[Opening DATA EXTRACTS section]

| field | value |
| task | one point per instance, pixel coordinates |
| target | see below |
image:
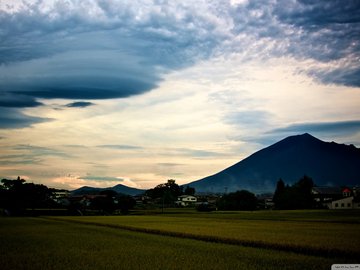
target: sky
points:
(100, 93)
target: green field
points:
(186, 239)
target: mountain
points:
(327, 163)
(118, 188)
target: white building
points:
(345, 203)
(185, 200)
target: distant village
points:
(20, 198)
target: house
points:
(349, 202)
(186, 200)
(336, 197)
(324, 195)
(59, 194)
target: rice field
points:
(185, 240)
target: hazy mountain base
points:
(328, 164)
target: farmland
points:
(185, 239)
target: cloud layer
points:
(109, 49)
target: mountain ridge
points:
(119, 188)
(328, 163)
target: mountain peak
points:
(290, 159)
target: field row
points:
(328, 239)
(36, 243)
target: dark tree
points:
(239, 200)
(17, 196)
(279, 192)
(167, 192)
(189, 191)
(125, 203)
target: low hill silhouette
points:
(121, 189)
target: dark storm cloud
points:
(324, 31)
(97, 50)
(17, 101)
(79, 104)
(112, 49)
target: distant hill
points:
(121, 189)
(327, 163)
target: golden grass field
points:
(185, 239)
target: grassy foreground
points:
(100, 243)
(320, 233)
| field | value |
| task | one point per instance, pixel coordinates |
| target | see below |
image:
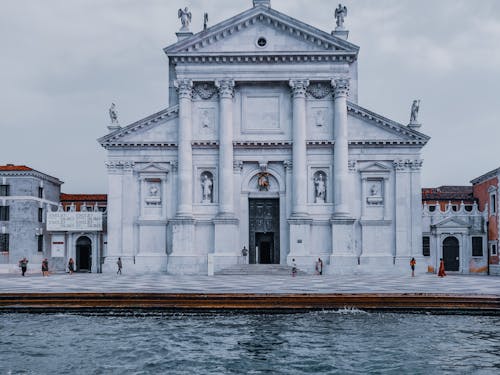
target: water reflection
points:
(309, 343)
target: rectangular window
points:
(40, 243)
(4, 242)
(4, 190)
(477, 246)
(4, 213)
(426, 246)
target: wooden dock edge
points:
(198, 302)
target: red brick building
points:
(485, 190)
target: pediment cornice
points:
(113, 139)
(328, 44)
(411, 136)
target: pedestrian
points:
(319, 267)
(441, 272)
(71, 266)
(119, 264)
(45, 267)
(23, 263)
(412, 265)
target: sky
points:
(62, 63)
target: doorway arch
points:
(451, 254)
(83, 254)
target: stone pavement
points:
(161, 283)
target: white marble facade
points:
(263, 107)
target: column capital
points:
(340, 87)
(299, 87)
(225, 87)
(184, 87)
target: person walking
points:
(413, 262)
(71, 266)
(23, 263)
(45, 267)
(294, 268)
(319, 267)
(441, 272)
(119, 264)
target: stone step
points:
(258, 269)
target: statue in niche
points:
(263, 181)
(319, 118)
(205, 119)
(206, 187)
(414, 111)
(185, 16)
(113, 114)
(340, 15)
(319, 188)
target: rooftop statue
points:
(113, 114)
(414, 111)
(340, 14)
(185, 16)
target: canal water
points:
(345, 342)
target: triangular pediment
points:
(241, 33)
(451, 222)
(367, 127)
(157, 129)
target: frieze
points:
(299, 87)
(225, 87)
(204, 90)
(340, 87)
(184, 88)
(319, 90)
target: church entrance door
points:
(83, 254)
(451, 254)
(264, 231)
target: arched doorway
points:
(83, 254)
(451, 254)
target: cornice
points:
(416, 138)
(113, 138)
(269, 16)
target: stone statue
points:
(340, 14)
(263, 181)
(113, 114)
(414, 111)
(320, 189)
(185, 16)
(205, 21)
(206, 188)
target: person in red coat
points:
(441, 272)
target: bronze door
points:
(264, 231)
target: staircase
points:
(259, 269)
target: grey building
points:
(25, 197)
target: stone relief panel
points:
(206, 119)
(261, 113)
(207, 187)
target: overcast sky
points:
(62, 62)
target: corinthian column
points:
(226, 193)
(184, 153)
(340, 150)
(299, 151)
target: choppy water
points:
(308, 343)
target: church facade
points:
(263, 147)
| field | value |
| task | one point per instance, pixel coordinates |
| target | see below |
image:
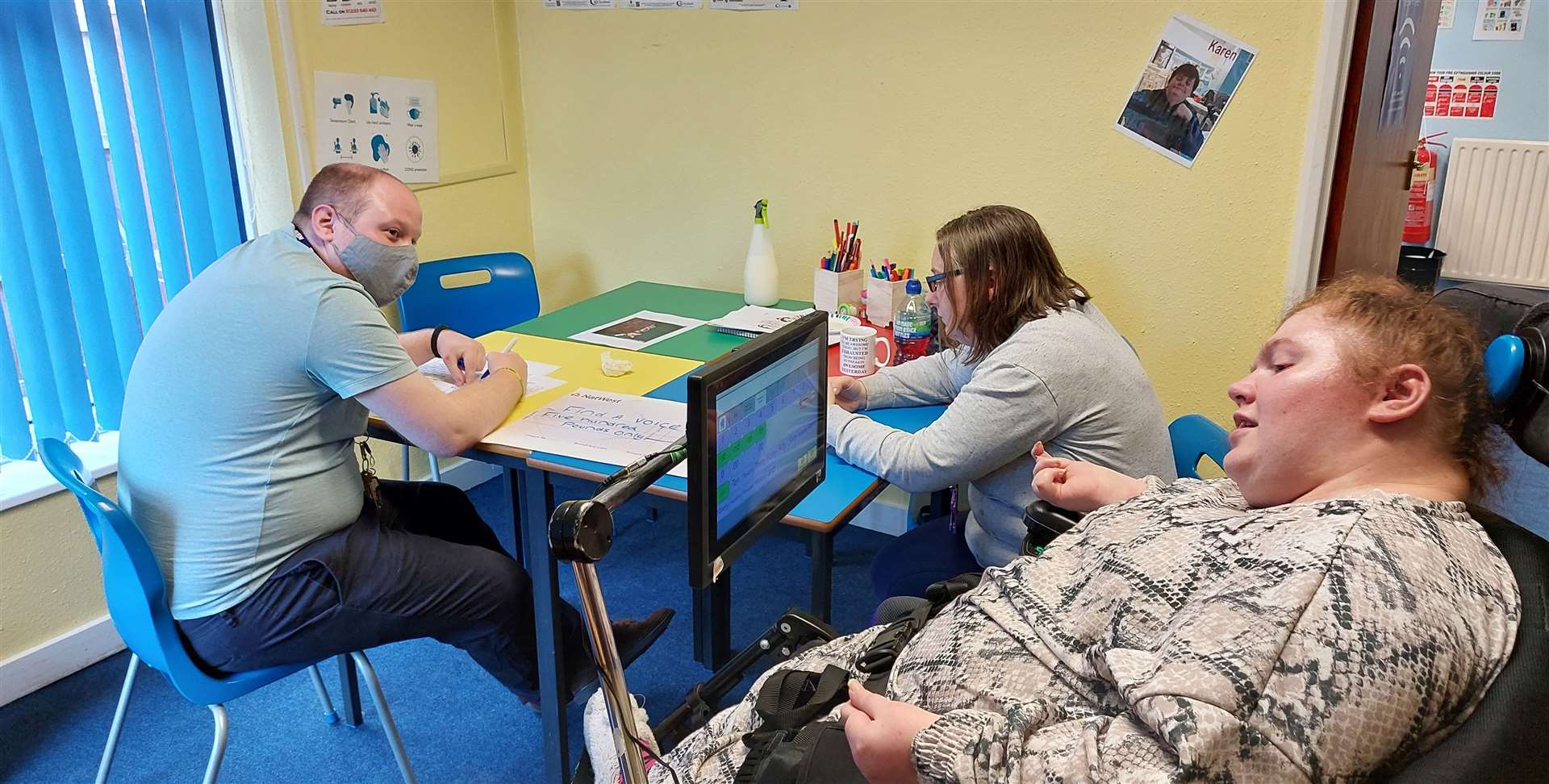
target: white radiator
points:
(1495, 213)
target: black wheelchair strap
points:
(875, 664)
(792, 745)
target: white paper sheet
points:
(604, 427)
(538, 377)
(1501, 20)
(637, 331)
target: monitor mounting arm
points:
(581, 532)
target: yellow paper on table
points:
(581, 366)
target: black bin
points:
(1419, 265)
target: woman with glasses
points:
(1029, 360)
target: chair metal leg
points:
(323, 694)
(118, 719)
(219, 750)
(369, 674)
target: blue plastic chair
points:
(136, 600)
(1193, 439)
(444, 294)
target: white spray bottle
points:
(759, 274)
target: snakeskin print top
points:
(1182, 636)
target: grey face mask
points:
(385, 270)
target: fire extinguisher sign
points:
(1463, 95)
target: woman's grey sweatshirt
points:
(1067, 380)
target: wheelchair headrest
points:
(1515, 360)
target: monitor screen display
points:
(756, 439)
(764, 434)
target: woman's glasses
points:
(936, 279)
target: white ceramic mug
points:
(858, 349)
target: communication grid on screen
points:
(758, 427)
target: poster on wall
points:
(352, 11)
(1501, 20)
(378, 121)
(755, 5)
(1463, 95)
(1184, 89)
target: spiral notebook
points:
(750, 321)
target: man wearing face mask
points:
(276, 544)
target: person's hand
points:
(880, 733)
(846, 392)
(461, 348)
(511, 360)
(1079, 486)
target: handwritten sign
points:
(601, 427)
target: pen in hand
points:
(503, 351)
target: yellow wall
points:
(50, 575)
(651, 136)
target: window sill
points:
(23, 481)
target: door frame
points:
(1320, 149)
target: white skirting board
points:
(55, 659)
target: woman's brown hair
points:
(1402, 326)
(1010, 273)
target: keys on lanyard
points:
(369, 473)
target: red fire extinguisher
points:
(1417, 215)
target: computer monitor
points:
(756, 439)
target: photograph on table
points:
(637, 331)
(1184, 89)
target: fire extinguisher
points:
(1417, 215)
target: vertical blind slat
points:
(67, 382)
(177, 112)
(210, 123)
(146, 101)
(27, 316)
(112, 272)
(131, 191)
(58, 136)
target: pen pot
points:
(882, 299)
(831, 290)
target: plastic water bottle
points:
(759, 274)
(911, 324)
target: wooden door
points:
(1380, 121)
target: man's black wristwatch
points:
(434, 335)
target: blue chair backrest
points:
(136, 594)
(1196, 437)
(510, 296)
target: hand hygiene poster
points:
(1184, 89)
(378, 121)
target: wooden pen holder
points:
(831, 290)
(882, 299)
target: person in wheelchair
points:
(1328, 612)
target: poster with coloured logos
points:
(1463, 95)
(380, 121)
(1501, 20)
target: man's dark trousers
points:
(422, 566)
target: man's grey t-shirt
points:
(239, 423)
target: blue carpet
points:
(457, 723)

[Closing DATA EXTRACTS section]

Would you please copy exactly the part of the entries above that begins at the line containing "target: man wearing face mask" and ends at the line containing "target: window sill", both lines included?

target: man wearing face mask
points:
(276, 544)
target: person's hand
points:
(880, 733)
(846, 392)
(461, 348)
(511, 360)
(1079, 486)
target: handwritten sign
points:
(601, 427)
target: pen in hand
points:
(503, 351)
target: yellow wall
points:
(50, 575)
(651, 136)
target: window sill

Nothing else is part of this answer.